--- START Material for the task ---
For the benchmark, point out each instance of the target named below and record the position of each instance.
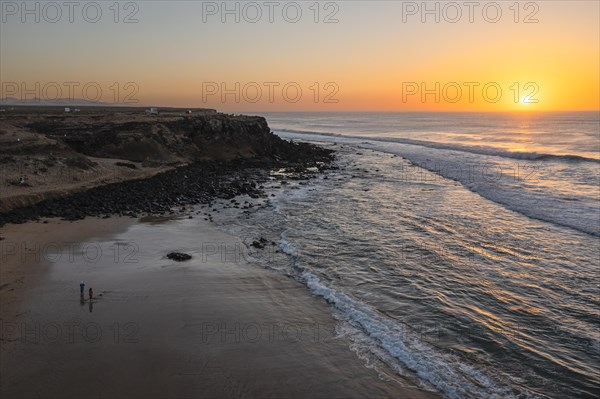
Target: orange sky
(378, 56)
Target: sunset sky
(377, 56)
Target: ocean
(458, 251)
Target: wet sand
(216, 326)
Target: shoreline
(210, 327)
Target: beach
(214, 326)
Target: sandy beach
--- END Material for the task ---
Directions: Swap every "sky" in the listing for "clouds", change nothing else, and write the listing out again without the pictures.

Solution for this exercise:
For the benchmark, point out each instance of the target named below and record the position of each instance.
Target: orange clouds
(378, 56)
Target: sunset clouds
(377, 56)
Target: ocean
(458, 251)
Target: wet sand
(216, 326)
Target: shoreline
(210, 327)
Target: beach
(214, 326)
Target: sandy beach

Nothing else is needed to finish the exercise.